▶ **PASSAGE PROVIDED**:
===============
The proposed extension to right to buy is a short-sighted response to housing supply logjams. Only 5% of the 2.6 million homes sold under the scheme have been replaced and in the three decades since the scheme began, the differentiator, and therefore structural issue with UK housing, is still supply.

Almost 40% of ex-council homes sold under right to buy are now in the private rented sector, which speaks volumes about the lack of new supply replacing old council housing stock. Just 6,239 starts were made on social rent housing in 2020-21 – small change, when you consider that half a million social housing units have been lost since the turn of the century.

To make matters worse, new legislation is reportedly stalling the delivery of 100,000 homes by stipulating that all schemes must prove they do not contribute nitrogen, phosphorus or other harmful chemicals into water supplies during construction.

Demand-side solutions like right to buy do not address the problem at hand: chronically low levels of ageing housing stock. We need supply-side solutions.

Council tenants can now buy their homes at a discount of up to £87,200, with most proceeds going to the Treasury. Councils only retain a small sum, giving them no incentive to deliver new social housing and representing a £75bn loss to public housing since the 1980s. Why would councils fork out to build homes when they are sold at a loss and without full recompense, compounded by the loss of future rental income?

Meanwhile, many housing associations have long-term development finance deals reliant on private rental income to offset debt repayments and inflation. Altering this ailing ecosystem with demand-side intervention risks mass disruption to the housing market and jeapordises the development pipeline.
===============
▶ **DATASET SECTION**:
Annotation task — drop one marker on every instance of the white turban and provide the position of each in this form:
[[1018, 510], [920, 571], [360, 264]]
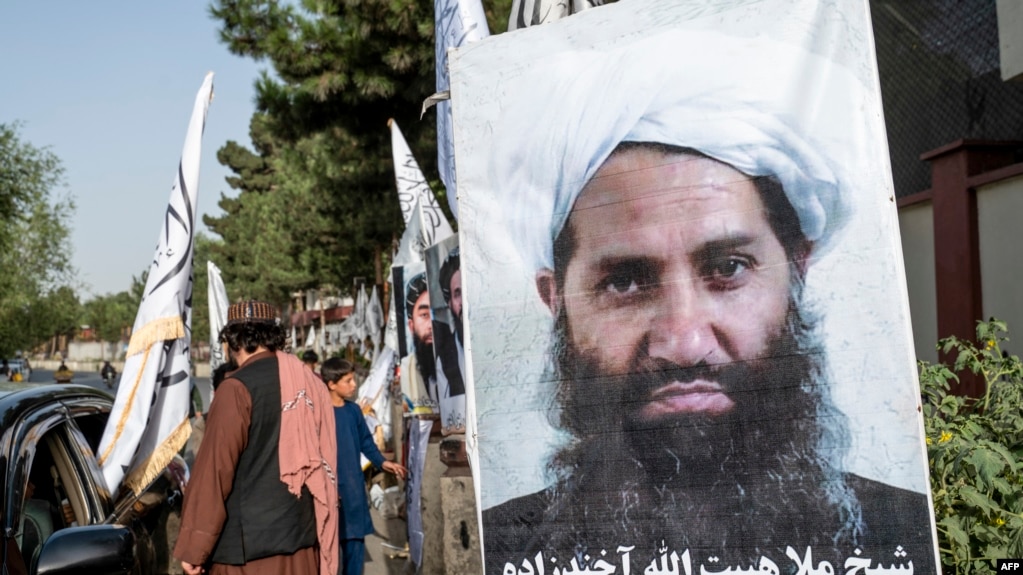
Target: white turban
[[763, 106]]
===============
▶ **EXERCISES TO COMPLETE**:
1. According to the passage about right to buy, what share of the 2.6 million homes sold under the scheme have been replaced?
2. Please carry on the passage about right to buy, picking up after its final sentence.
You won't need the lines to do this.

▶ **EXERCISE ANSWERS**:
1. Only 5% of them have been replaced.

2.
So, extending right to buy to housing associations will be costly and take years to implement – far from the short-term solution it’s being positioned as. Containing the fallout would cost the government £14.6bn over the first decade, based on the pilot scheme in the Midlands – £3bn more than the Affordable Homes Programme.

Housing is not protected by the macro-environment, and stifling supply, rocketing demand and seemingly uncontrollable house price inflation are wreaking havoc across the market.

The only way to level the playing field is via supply-side intervention and expanding infrastructure to support this. Rapidly mobilising innovative solutions like modular construction will produce energy-efficient homes at pace, at a fraction of the long-term cost, adding much-needed volume and sustainability to Britain’s ageing housing stock.

Creating a sustainable infrastructure for modular housing and encouraging production would be a supply-side intervention to kickstart a market in decline, proving a cost-efficient solution that stands the test of time.